### THE PROBLEM
Gather all lines in the records below that include the word "white".

### RECORDS PROVIDED

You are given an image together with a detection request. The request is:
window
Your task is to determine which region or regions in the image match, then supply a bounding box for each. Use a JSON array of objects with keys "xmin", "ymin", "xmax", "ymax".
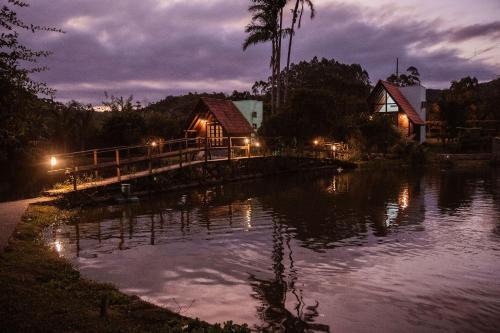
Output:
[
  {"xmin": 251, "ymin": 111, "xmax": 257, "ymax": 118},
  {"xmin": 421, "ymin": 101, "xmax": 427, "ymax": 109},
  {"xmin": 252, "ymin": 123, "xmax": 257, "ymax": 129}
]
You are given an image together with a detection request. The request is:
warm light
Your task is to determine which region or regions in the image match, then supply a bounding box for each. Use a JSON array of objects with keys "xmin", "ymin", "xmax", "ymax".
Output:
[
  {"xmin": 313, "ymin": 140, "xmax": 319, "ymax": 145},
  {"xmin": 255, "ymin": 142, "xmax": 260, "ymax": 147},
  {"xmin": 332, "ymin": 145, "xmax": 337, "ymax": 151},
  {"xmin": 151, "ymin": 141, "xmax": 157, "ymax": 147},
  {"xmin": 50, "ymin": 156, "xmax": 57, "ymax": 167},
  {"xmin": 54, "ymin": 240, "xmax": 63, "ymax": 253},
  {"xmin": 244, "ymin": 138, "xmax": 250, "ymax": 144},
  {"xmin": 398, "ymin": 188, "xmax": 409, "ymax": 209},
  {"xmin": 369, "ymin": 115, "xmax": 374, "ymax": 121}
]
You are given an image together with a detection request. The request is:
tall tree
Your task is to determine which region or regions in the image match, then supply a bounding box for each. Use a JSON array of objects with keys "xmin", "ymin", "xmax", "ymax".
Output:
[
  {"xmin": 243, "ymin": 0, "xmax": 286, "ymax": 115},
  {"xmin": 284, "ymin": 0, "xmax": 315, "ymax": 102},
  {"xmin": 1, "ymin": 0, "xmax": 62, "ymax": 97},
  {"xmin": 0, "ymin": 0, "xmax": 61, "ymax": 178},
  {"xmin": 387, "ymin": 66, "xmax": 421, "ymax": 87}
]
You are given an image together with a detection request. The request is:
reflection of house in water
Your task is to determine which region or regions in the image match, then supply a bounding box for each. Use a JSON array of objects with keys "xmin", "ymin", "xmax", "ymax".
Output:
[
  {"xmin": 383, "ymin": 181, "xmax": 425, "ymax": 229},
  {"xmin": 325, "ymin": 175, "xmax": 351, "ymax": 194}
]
--
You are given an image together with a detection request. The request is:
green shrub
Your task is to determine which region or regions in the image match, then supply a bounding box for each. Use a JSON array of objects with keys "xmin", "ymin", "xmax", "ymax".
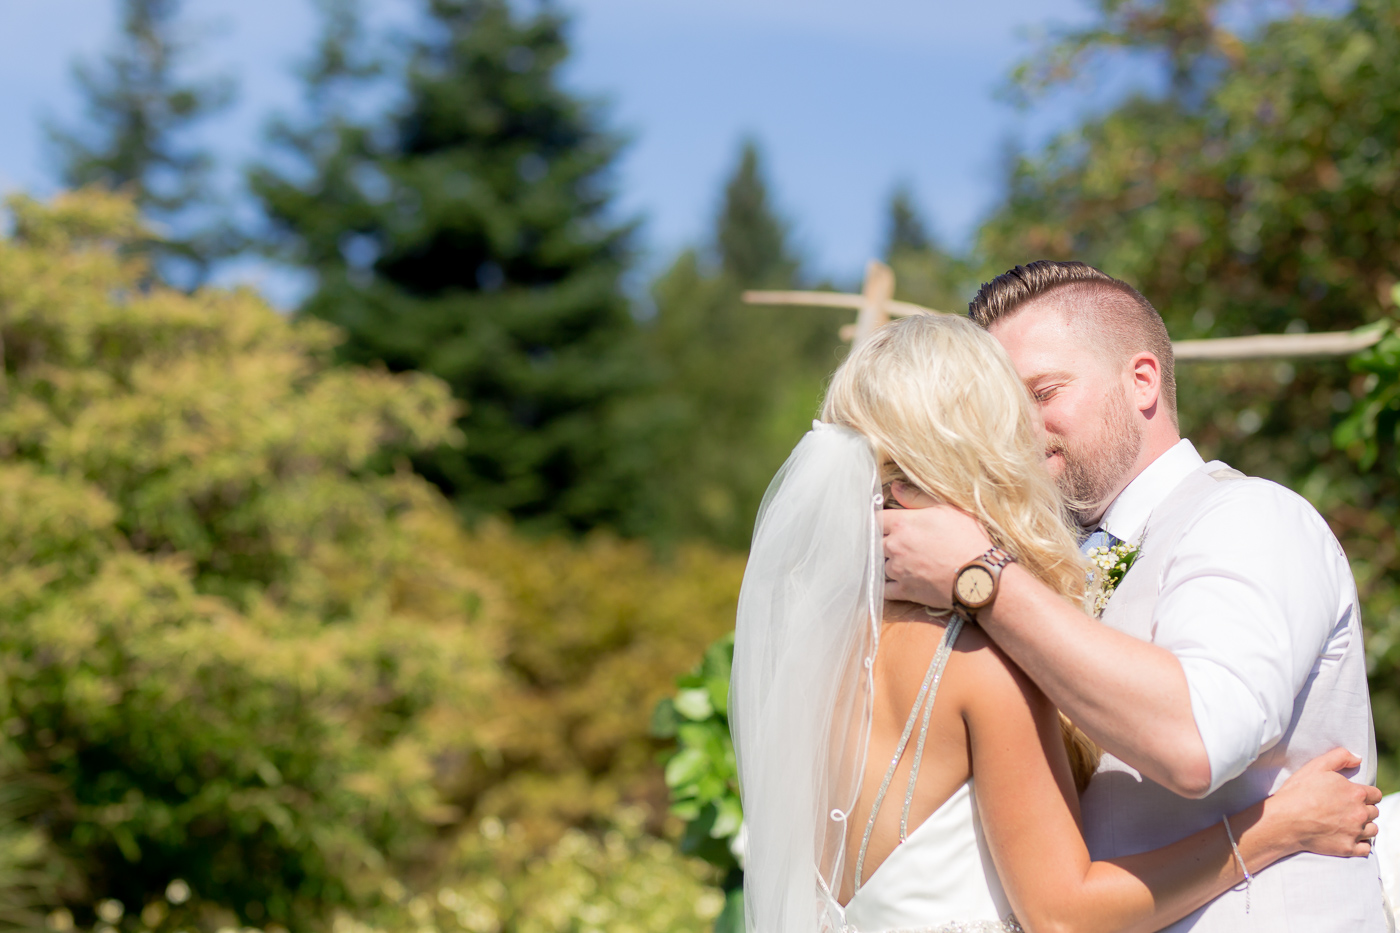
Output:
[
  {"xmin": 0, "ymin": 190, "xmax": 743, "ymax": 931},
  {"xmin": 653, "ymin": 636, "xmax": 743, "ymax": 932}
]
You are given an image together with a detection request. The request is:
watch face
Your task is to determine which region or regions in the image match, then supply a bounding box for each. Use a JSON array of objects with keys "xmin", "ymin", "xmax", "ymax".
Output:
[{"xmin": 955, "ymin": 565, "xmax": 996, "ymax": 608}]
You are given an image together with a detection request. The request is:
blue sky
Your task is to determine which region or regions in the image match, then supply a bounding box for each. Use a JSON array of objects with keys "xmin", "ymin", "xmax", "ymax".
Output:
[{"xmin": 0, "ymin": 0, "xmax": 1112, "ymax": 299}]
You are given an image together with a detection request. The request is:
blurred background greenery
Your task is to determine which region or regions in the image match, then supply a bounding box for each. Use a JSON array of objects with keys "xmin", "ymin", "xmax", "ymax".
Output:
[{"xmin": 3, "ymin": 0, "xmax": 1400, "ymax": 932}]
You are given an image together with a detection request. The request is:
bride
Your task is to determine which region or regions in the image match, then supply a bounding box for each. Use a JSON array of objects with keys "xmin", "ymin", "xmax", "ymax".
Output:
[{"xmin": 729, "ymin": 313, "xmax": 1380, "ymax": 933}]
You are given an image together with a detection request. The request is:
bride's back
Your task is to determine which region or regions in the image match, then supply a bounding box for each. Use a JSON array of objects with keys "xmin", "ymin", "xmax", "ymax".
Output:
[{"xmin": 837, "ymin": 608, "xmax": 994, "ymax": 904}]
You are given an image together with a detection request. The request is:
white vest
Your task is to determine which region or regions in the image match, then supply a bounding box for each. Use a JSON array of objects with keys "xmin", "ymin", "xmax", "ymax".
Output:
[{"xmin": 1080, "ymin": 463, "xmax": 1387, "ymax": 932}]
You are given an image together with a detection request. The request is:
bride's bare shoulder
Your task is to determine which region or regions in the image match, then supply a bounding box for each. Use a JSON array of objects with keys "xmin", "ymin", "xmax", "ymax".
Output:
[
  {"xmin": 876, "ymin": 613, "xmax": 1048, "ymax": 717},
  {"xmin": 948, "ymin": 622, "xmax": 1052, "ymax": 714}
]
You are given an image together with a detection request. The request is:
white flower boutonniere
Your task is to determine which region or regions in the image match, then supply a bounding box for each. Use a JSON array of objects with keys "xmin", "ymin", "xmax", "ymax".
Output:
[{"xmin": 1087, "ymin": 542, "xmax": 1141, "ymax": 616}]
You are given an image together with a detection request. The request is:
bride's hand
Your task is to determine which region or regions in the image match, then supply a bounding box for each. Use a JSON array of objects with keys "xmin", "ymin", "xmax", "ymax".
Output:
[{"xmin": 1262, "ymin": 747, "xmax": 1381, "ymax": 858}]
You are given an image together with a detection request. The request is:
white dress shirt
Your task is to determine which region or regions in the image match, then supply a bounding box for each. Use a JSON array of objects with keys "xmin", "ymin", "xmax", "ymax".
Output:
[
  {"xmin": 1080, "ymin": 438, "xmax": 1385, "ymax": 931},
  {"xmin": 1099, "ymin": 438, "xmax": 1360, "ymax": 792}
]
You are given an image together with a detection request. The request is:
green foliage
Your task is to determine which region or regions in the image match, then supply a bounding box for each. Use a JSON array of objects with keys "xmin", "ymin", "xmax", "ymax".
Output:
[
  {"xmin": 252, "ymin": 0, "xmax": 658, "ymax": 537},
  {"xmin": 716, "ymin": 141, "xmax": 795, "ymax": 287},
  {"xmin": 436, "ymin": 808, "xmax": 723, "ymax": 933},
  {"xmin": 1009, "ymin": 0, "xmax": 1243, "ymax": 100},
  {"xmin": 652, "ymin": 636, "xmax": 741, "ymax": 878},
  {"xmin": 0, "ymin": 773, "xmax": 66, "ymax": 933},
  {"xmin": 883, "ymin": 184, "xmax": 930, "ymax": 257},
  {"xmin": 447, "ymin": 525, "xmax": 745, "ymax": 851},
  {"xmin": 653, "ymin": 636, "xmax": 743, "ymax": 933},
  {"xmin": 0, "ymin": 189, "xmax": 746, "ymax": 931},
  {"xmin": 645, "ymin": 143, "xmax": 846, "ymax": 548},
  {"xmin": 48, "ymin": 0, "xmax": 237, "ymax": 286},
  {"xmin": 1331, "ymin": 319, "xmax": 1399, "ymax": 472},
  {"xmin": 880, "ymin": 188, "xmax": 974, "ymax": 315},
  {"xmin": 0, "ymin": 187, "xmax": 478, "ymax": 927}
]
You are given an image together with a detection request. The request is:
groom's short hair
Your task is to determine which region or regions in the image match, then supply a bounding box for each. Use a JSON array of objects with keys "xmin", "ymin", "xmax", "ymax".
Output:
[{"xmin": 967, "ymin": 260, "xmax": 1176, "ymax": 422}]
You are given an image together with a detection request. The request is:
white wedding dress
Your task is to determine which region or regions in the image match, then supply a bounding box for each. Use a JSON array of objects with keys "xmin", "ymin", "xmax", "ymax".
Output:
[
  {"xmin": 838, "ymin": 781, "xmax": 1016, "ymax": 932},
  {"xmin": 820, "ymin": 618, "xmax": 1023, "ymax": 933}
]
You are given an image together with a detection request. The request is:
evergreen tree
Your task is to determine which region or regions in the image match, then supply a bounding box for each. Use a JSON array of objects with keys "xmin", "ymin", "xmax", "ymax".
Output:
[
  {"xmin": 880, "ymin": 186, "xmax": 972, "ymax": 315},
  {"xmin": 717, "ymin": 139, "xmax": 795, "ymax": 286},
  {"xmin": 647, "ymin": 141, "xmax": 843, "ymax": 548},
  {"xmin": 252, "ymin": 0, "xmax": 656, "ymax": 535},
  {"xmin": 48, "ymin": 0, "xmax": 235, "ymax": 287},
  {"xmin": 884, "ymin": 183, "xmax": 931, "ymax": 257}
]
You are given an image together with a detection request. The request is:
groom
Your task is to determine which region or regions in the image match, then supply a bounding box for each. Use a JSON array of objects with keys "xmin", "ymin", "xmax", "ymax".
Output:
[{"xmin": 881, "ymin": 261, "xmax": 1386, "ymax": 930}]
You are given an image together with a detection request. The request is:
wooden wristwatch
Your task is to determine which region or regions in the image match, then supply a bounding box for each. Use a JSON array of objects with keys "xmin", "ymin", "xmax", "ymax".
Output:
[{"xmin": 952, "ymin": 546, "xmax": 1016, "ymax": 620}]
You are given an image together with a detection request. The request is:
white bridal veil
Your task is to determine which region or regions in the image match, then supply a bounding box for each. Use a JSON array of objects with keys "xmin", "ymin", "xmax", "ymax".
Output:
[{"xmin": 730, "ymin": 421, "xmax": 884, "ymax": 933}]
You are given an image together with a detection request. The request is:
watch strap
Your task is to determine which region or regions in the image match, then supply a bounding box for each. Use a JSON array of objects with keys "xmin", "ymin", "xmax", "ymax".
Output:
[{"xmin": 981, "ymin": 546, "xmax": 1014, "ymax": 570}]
--
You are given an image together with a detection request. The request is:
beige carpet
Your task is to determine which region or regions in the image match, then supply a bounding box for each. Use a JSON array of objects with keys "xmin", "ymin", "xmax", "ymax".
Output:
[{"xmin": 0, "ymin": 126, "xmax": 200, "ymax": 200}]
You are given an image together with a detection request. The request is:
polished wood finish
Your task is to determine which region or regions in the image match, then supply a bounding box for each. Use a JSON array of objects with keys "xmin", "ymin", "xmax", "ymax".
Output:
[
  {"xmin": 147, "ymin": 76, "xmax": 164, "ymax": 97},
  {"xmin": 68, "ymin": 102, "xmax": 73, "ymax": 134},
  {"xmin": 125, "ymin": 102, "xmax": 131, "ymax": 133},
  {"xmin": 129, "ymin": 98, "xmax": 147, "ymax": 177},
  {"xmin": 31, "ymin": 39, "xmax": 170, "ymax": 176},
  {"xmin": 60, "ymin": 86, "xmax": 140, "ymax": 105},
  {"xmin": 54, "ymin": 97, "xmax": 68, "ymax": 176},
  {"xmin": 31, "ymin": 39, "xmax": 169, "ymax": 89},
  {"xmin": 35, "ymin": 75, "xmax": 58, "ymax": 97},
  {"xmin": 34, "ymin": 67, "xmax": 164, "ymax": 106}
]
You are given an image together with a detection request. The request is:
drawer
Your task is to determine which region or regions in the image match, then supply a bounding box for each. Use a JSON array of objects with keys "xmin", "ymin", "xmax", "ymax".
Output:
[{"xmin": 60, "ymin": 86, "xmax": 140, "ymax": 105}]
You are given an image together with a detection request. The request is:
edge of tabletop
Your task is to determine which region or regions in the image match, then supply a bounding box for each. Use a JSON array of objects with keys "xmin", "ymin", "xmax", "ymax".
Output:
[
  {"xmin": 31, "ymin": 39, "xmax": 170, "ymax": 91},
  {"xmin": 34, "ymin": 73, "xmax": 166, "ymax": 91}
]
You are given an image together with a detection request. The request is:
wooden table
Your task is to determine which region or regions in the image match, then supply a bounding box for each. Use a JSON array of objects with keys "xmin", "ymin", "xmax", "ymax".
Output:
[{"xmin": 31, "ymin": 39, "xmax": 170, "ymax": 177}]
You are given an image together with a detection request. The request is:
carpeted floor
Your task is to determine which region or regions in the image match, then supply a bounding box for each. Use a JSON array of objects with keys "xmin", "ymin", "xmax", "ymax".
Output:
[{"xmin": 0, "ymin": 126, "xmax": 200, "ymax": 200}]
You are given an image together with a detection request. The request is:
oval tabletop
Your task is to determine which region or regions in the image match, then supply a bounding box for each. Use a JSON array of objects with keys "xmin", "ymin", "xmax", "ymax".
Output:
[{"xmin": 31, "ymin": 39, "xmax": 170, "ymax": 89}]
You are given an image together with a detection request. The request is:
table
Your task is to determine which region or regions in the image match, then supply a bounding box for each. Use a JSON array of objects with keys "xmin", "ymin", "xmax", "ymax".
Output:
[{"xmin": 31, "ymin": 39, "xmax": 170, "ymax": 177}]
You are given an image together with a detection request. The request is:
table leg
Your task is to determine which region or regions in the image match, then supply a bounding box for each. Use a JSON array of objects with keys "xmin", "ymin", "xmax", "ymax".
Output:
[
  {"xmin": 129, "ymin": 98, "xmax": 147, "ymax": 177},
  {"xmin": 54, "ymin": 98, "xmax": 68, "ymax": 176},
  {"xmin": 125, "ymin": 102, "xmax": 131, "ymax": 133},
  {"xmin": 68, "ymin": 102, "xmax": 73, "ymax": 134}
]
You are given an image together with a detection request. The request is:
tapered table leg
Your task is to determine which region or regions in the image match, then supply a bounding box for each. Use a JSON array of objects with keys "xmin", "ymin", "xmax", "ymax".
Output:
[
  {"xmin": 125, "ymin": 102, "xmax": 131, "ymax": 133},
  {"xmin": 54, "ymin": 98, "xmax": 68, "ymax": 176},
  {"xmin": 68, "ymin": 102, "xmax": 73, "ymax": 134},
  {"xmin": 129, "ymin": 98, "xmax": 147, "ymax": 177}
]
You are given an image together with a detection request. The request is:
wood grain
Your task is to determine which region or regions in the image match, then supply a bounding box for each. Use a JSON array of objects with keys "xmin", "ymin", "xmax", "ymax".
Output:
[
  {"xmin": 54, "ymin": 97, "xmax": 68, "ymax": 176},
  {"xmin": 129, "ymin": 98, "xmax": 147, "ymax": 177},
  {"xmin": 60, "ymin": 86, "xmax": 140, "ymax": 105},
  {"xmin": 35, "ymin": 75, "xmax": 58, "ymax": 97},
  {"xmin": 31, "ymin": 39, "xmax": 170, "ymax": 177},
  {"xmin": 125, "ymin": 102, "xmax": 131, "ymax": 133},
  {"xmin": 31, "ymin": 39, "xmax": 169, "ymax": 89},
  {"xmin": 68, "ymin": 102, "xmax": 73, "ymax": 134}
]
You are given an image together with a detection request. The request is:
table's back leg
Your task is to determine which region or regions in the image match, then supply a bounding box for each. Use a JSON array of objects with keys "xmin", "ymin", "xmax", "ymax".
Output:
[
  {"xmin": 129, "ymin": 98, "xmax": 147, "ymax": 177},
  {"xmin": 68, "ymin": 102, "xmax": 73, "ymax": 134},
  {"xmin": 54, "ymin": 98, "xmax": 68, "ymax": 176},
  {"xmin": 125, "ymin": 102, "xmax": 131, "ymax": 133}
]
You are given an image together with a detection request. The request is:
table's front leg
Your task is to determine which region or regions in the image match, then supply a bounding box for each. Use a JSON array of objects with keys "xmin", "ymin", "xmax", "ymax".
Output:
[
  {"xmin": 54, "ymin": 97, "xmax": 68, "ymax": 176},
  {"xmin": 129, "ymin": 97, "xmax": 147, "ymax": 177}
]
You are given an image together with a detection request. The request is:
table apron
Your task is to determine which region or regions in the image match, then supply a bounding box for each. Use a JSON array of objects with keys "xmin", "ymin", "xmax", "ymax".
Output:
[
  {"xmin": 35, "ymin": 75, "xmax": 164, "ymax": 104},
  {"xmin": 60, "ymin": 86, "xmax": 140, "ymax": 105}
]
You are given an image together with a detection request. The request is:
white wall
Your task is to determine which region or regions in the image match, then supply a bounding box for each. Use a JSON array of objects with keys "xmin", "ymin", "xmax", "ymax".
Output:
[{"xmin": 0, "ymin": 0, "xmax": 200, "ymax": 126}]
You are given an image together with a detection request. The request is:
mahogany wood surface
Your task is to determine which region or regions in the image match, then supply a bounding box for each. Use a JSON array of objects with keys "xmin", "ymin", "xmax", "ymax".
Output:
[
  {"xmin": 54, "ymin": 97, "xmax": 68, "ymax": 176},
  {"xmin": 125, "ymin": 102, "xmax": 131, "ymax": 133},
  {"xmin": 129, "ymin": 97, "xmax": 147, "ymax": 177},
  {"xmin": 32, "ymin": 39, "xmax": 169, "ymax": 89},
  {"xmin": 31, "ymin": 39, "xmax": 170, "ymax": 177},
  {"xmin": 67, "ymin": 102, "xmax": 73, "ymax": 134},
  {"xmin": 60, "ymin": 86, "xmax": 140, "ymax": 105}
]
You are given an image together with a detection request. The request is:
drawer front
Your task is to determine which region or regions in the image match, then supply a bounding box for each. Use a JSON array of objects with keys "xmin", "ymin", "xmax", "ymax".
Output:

### EXERCISE RESPONSE
white vest
white flower boutonniere
white dress shirt
white wedding dress
white bridal veil
white wall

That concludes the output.